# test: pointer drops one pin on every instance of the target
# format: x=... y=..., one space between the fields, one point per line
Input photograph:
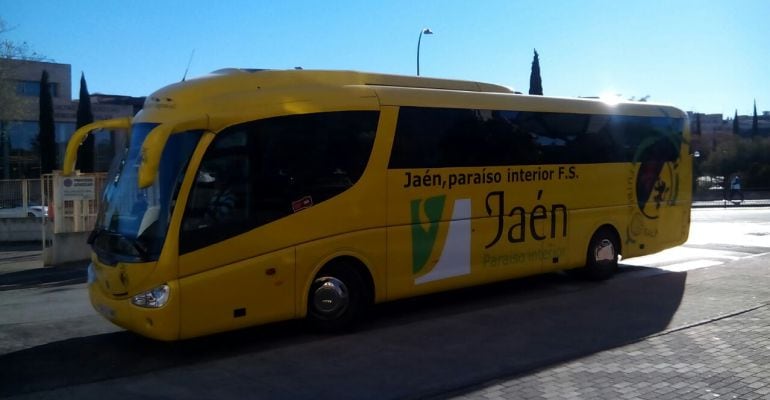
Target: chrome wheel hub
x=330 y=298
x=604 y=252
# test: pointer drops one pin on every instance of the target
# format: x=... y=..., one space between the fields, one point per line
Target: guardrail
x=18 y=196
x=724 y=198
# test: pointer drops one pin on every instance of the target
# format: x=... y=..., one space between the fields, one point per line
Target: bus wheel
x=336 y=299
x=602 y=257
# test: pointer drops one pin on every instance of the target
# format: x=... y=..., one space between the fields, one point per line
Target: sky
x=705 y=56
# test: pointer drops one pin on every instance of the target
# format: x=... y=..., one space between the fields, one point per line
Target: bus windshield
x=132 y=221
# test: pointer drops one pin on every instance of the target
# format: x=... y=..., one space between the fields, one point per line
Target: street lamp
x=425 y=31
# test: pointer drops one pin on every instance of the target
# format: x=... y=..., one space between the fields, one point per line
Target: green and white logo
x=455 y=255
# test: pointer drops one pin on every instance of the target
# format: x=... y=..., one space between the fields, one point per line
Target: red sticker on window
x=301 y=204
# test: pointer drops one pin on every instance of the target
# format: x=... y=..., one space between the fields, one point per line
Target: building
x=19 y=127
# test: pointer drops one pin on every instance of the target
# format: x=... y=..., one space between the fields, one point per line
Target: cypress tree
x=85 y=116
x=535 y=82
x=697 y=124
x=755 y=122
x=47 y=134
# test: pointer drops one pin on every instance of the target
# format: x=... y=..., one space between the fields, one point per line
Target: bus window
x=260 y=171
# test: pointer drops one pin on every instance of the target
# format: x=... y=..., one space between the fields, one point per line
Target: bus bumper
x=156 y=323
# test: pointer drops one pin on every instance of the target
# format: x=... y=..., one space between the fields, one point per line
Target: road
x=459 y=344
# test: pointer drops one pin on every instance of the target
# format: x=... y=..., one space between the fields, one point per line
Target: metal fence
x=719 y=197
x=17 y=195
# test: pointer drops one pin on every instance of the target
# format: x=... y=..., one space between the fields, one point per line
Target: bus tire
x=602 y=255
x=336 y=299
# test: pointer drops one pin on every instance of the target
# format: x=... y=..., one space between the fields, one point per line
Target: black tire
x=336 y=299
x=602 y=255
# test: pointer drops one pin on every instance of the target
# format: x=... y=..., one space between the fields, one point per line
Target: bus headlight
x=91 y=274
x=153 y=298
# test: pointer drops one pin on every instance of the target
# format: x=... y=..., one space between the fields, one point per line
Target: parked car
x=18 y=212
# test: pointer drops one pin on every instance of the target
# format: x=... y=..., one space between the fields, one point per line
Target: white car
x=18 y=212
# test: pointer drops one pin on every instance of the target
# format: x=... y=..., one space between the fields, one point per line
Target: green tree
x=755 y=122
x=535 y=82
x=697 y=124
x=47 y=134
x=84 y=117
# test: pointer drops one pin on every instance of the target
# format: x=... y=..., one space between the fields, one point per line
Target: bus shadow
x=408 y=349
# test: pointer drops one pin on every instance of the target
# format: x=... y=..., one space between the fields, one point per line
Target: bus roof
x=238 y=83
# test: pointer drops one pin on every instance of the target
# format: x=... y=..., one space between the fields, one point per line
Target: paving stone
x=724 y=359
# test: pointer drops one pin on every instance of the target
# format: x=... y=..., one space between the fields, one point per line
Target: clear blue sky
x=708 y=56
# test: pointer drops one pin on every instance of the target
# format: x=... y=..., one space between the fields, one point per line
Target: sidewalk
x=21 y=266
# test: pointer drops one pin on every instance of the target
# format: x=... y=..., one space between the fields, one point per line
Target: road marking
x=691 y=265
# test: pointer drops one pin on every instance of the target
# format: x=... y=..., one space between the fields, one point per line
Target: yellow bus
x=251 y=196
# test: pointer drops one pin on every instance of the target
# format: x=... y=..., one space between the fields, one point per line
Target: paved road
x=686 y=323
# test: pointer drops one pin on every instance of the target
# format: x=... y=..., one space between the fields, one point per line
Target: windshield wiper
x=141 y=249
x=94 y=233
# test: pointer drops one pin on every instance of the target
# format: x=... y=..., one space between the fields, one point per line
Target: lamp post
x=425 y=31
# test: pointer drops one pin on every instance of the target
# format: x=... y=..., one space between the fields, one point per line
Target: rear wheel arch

————

> _Set exercise_:
Starting at the beginning of the data and going on through the line with "x=602 y=257", write out every line again with 113 added to each x and y coordinate of the answer points. Leave the pictures out.

> _Task response_:
# test: pointer drops one pin on every instance of the target
# format: x=... y=..., one space between the fields, one point per line
Input photograph:
Target: chrome wheel hub
x=443 y=411
x=717 y=365
# test: pointer drops one pin on every instance of the target
# format: x=... y=..., one space between the fields, one point per line
Target: guardrail
x=131 y=309
x=837 y=311
# test: pointer drops one pin on every instance of the target
# format: x=... y=..., one space between the fields, one point per line
Target: bus wheel
x=449 y=412
x=715 y=370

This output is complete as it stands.